● Data in this exercise:
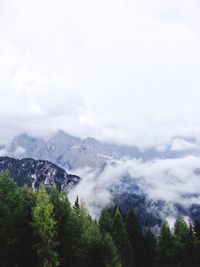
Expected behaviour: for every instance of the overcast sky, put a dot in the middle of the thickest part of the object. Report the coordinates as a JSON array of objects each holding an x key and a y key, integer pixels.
[{"x": 118, "y": 70}]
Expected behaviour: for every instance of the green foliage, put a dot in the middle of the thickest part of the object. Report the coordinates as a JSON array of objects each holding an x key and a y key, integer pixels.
[
  {"x": 42, "y": 229},
  {"x": 120, "y": 237},
  {"x": 166, "y": 246},
  {"x": 110, "y": 257},
  {"x": 45, "y": 229}
]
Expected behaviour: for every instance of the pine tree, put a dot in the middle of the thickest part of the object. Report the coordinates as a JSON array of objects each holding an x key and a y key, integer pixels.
[
  {"x": 45, "y": 230},
  {"x": 150, "y": 248},
  {"x": 110, "y": 257},
  {"x": 63, "y": 216},
  {"x": 121, "y": 240},
  {"x": 105, "y": 221},
  {"x": 166, "y": 246},
  {"x": 136, "y": 239},
  {"x": 181, "y": 234}
]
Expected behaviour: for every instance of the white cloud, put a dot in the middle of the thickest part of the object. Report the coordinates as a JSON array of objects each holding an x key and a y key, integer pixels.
[
  {"x": 123, "y": 71},
  {"x": 172, "y": 180},
  {"x": 181, "y": 144}
]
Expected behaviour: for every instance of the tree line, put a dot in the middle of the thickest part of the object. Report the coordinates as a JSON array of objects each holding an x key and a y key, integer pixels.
[{"x": 42, "y": 229}]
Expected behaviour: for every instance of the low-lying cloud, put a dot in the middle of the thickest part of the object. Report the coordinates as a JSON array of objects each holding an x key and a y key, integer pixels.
[{"x": 171, "y": 180}]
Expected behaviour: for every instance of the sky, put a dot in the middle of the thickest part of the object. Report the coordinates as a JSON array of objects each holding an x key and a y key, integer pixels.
[
  {"x": 121, "y": 71},
  {"x": 171, "y": 180}
]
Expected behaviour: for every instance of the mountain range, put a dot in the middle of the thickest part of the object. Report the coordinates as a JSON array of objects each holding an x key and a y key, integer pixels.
[
  {"x": 160, "y": 181},
  {"x": 72, "y": 153}
]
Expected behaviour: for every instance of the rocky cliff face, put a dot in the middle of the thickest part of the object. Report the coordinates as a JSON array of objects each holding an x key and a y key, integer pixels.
[
  {"x": 73, "y": 153},
  {"x": 36, "y": 172}
]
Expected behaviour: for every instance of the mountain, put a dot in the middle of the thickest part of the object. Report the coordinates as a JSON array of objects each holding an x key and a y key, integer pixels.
[
  {"x": 117, "y": 174},
  {"x": 36, "y": 172},
  {"x": 73, "y": 153}
]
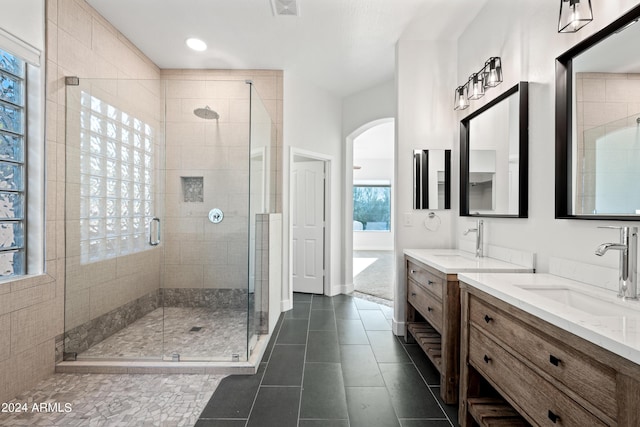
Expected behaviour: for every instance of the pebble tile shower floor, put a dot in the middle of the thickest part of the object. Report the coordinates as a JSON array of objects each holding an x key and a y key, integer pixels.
[
  {"x": 162, "y": 333},
  {"x": 331, "y": 362}
]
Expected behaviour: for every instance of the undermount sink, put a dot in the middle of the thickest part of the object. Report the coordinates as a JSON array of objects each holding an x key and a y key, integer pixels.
[{"x": 585, "y": 302}]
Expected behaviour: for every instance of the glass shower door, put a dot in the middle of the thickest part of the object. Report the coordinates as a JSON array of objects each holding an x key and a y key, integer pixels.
[
  {"x": 114, "y": 166},
  {"x": 205, "y": 279}
]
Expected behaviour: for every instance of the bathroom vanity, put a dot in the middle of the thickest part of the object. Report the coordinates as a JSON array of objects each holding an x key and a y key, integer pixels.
[
  {"x": 432, "y": 315},
  {"x": 543, "y": 350}
]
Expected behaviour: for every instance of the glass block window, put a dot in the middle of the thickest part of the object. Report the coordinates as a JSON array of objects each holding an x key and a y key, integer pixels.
[
  {"x": 116, "y": 180},
  {"x": 12, "y": 165}
]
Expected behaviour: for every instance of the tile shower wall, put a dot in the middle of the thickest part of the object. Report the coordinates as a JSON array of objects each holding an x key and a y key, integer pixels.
[
  {"x": 605, "y": 99},
  {"x": 78, "y": 42},
  {"x": 201, "y": 255}
]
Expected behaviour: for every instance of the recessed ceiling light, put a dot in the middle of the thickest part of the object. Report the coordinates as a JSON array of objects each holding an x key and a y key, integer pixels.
[{"x": 196, "y": 44}]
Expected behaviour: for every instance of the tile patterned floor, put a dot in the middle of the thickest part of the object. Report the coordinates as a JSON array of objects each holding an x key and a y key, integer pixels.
[
  {"x": 333, "y": 362},
  {"x": 166, "y": 331},
  {"x": 114, "y": 400}
]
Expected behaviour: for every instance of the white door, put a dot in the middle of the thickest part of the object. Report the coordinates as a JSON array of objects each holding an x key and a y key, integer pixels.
[{"x": 307, "y": 182}]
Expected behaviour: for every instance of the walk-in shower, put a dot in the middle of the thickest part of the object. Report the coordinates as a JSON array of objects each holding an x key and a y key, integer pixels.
[
  {"x": 148, "y": 274},
  {"x": 206, "y": 113},
  {"x": 606, "y": 162}
]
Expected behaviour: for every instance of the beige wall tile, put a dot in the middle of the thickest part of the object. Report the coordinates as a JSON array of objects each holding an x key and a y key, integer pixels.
[
  {"x": 183, "y": 276},
  {"x": 33, "y": 325}
]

● Your goal: Working from the lines above, reproduce the material exactly and exclude its pictures.

● Task result:
Expected behaviour: for every instance of the overcast sky, put a dot in the middle of the thickest part of the object. Report the coordinates as a JSON array of objects each holding an x key and a y key, integer pixels.
[{"x": 118, "y": 70}]
Expected behaviour: for every instance of the green foliage, put a dot in the middle of the thickest part of the object. Report the coordinates as a JSON array of objects each holding an x key and a y key, integer pixels.
[
  {"x": 42, "y": 229},
  {"x": 120, "y": 237},
  {"x": 166, "y": 246},
  {"x": 110, "y": 257},
  {"x": 45, "y": 229}
]
Expected behaviour: for every instance of the pine tree, put a dot in the middle of the thickest part of the object. Report the coordinates as a JSON array of objects each holding an x key and a y key, integer pixels.
[
  {"x": 45, "y": 230},
  {"x": 150, "y": 248},
  {"x": 110, "y": 257},
  {"x": 63, "y": 216},
  {"x": 121, "y": 240},
  {"x": 105, "y": 221},
  {"x": 166, "y": 246},
  {"x": 136, "y": 239},
  {"x": 181, "y": 234}
]
Expected behaviour: for every instance of the white cloud, put a dot in the middle of the thickest part of the object. Report the coordinates as a JSON array of objects each holding an x key and a y key, integer pixels.
[
  {"x": 123, "y": 71},
  {"x": 172, "y": 180},
  {"x": 181, "y": 144}
]
Expected behaviour: for every instance of the tree line, put a dot in the middle of the thickest part of the object. Report the coordinates as a JSON array of objects each holding an x key and a y key, integer pixels.
[{"x": 42, "y": 229}]
Expected behaviour: for every instance of the low-lying cloud, put a dot in the middle of the thickest part of the object. Report the coordinates as a JSON array of objects each holding an x key and a y key, integer pixels.
[{"x": 171, "y": 180}]
Expected behaviour: for every instance of the sky, put a dot in the middle of the thickest part of the object. Report the coordinates as a JSON array of objects each holding an x key and a y key, integer pixels.
[
  {"x": 121, "y": 71},
  {"x": 171, "y": 180}
]
Expected behaviour: for every instance of the mountain range, put a dot in the middle of the thickest part of the object. Report the coordinates as a JSON array of objects each holding an x key and a y key, integer pixels.
[
  {"x": 160, "y": 181},
  {"x": 72, "y": 153}
]
Expected behaviour: for every instance of the rocky cliff face, put a dot in the middle of the thickest part of the object. Report the coordinates as a JSON array of objects each holding an x key and a y key, integer pixels.
[
  {"x": 73, "y": 153},
  {"x": 36, "y": 172}
]
Expected behaviour: for every instance of the mountain, put a dot in the middle of the thickest part of the object. Report the coordinates as a JSON array of objects each holding an x key and a y key, integer pixels.
[
  {"x": 117, "y": 174},
  {"x": 36, "y": 172},
  {"x": 73, "y": 153}
]
Expected behaviour: for every instance of the pebble tile shower floor, put a dot in the middle of the thickest part of the object. Report the coordinates as a JSON array of objects each holding an x key and a y key, integer pixels.
[
  {"x": 162, "y": 333},
  {"x": 331, "y": 362}
]
Expected behaviour: for every instance of the undermount sink, put a dot in the middle of the thickest part of the object. Report the coordinates as a JSON array of objects each holding an x key and a y key, integer pixels.
[{"x": 585, "y": 302}]
Expected behaviour: for every instance of the glass shower door, put a dot in the middle of the thickest part of the object. Report the coordinates as a JSON array of objects each holding an x key and a y key, integer pixels.
[
  {"x": 114, "y": 166},
  {"x": 205, "y": 279}
]
Expected behaviour: for every instance of the bathroom vanity, put a dot in the middle of the thickest part of the object. Report the coordinates as a JSON array of objects each holding an x key and a y key, integer pixels.
[
  {"x": 432, "y": 315},
  {"x": 543, "y": 350}
]
Expected behaviour: for every instance of the glass block window, put a dot in the middle of the thickest part of the object. Report the coordinates as a JSON array of objects each holding an x key and a y key, integer pixels.
[
  {"x": 116, "y": 180},
  {"x": 12, "y": 165}
]
Expected behaviour: for every instance of the tile shower wall, put a dot in the middle of the thickest part of the object. Report the coordinates as a JSON array of objects each holding an x key and a y key, integer pixels.
[
  {"x": 605, "y": 99},
  {"x": 78, "y": 42},
  {"x": 201, "y": 255}
]
Expected behaviour: for every instance of the recessed ceiling light, put a dot in the middle of the thickest part of the object. Report the coordinates as a JSON array of objects each holding an x key and a y key, integer pixels.
[{"x": 196, "y": 44}]
Expected behaviour: for every instance of the tile patterned floor, put a dot in the middle of the thickest part of the object. Report the coordinates as a JSON array of objects each holding an x key and a y key, integer pixels.
[
  {"x": 333, "y": 362},
  {"x": 166, "y": 331},
  {"x": 114, "y": 400}
]
Expected behaviour: for every instance of the white door, put a dot in the middle of the thickest part of the object. Report the coordinates as a JSON array of objects each holding an x key and a y key, integer pixels.
[{"x": 307, "y": 182}]
Expected behaviour: for every instance of the walk-in shower, put a dot in the middle of the thickest part of the object. Report the coordinates as a JSON array of objects each holding an x key and a y key, integer pixels.
[
  {"x": 148, "y": 274},
  {"x": 206, "y": 113},
  {"x": 606, "y": 162}
]
Expected behaviour: for every instance of the beige wall tile, put a dot in the middle of the thickest part of the object. Report the coordinates as a JSON array of objects each holding an x key and a y key, integer pixels.
[
  {"x": 183, "y": 276},
  {"x": 33, "y": 325}
]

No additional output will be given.